EXERCISE DESCRIPTION
Word for word, the data below must be repeated in full; no picture is to be included.

SUPPLIED INFORMATION
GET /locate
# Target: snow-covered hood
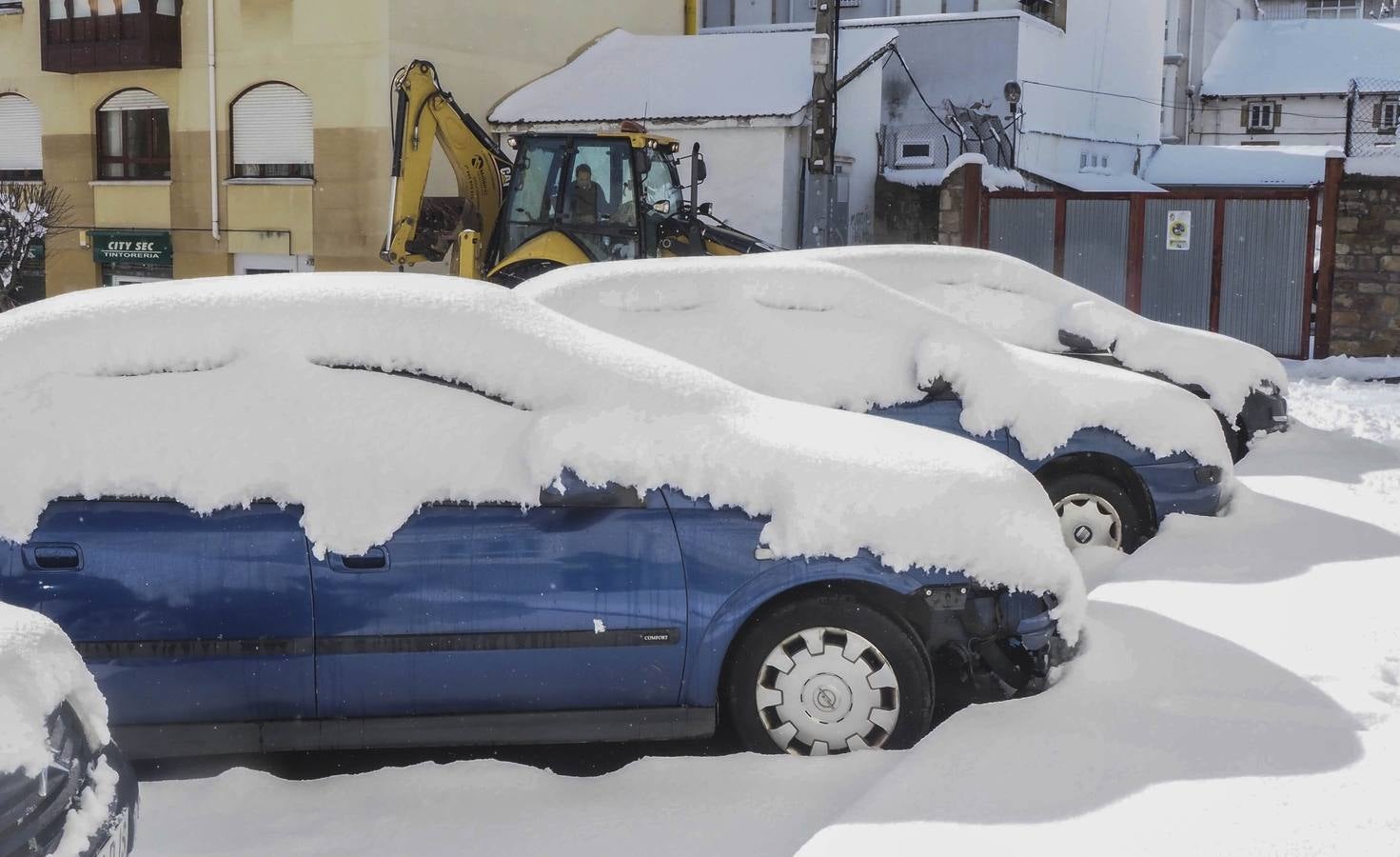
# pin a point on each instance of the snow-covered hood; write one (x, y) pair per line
(1018, 303)
(815, 332)
(38, 671)
(219, 392)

YOUR RESPONSE
GET /locate
# Target: snow-covered hood
# pin a point on each instance of the snow-covered hood; write one (x, y) pair per line
(1018, 303)
(815, 332)
(38, 671)
(219, 392)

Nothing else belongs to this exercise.